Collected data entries
----------
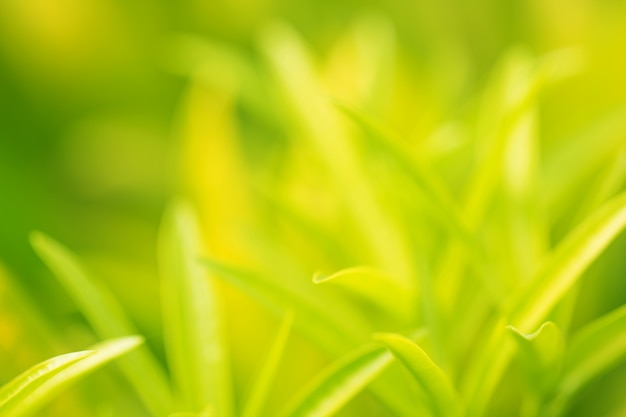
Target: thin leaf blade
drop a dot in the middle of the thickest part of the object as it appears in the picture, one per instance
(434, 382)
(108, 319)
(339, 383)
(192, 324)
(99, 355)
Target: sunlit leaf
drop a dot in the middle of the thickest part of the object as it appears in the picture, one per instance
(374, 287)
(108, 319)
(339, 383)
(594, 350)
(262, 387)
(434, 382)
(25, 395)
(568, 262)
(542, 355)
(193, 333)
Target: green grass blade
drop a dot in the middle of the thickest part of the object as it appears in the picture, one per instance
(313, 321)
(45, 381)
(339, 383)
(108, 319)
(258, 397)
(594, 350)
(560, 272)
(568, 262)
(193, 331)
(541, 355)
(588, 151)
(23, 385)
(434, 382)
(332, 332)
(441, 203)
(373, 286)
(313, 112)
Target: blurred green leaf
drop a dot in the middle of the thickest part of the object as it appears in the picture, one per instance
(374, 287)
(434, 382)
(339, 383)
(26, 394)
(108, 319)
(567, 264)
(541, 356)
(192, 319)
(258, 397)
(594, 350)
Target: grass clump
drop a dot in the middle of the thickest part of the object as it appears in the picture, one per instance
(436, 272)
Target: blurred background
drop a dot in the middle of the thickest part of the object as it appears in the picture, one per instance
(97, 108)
----------
Objective
Copy every entry above verbatim, line for line, omitting the pictures from your copy.

Task response
Target: thin leaf blade
drop a dot in the middle of the thickest part of the object as it appears in the picture, one per instance
(434, 382)
(108, 319)
(339, 383)
(192, 324)
(99, 355)
Target: sunlit leaf
drop a dot in the middle of the thickest part of the object as it appears in the picture, one per instance
(374, 287)
(108, 319)
(339, 383)
(594, 350)
(262, 387)
(434, 382)
(25, 395)
(568, 262)
(542, 355)
(193, 333)
Target: green grass blade
drop a dot in the middle of the thickest part of the object as it appears in the picture, one per instance
(313, 321)
(45, 381)
(339, 383)
(108, 319)
(258, 397)
(594, 350)
(560, 272)
(568, 262)
(193, 331)
(541, 355)
(588, 151)
(23, 385)
(434, 382)
(332, 332)
(441, 203)
(373, 286)
(313, 112)
Target: blurred green leaf
drop a dot in the middle of the thickest part of the object as it appears in the picture, one per instance
(374, 287)
(434, 382)
(339, 383)
(26, 394)
(108, 319)
(567, 264)
(541, 356)
(192, 319)
(258, 397)
(594, 350)
Target: grass clump
drop a dot in the middle of the thickest part of the object as it appears in the picture, one per instance
(436, 272)
Target: blurred background
drop a dot in the middle of the thickest part of the object as it appears in the picture, one per instance
(97, 108)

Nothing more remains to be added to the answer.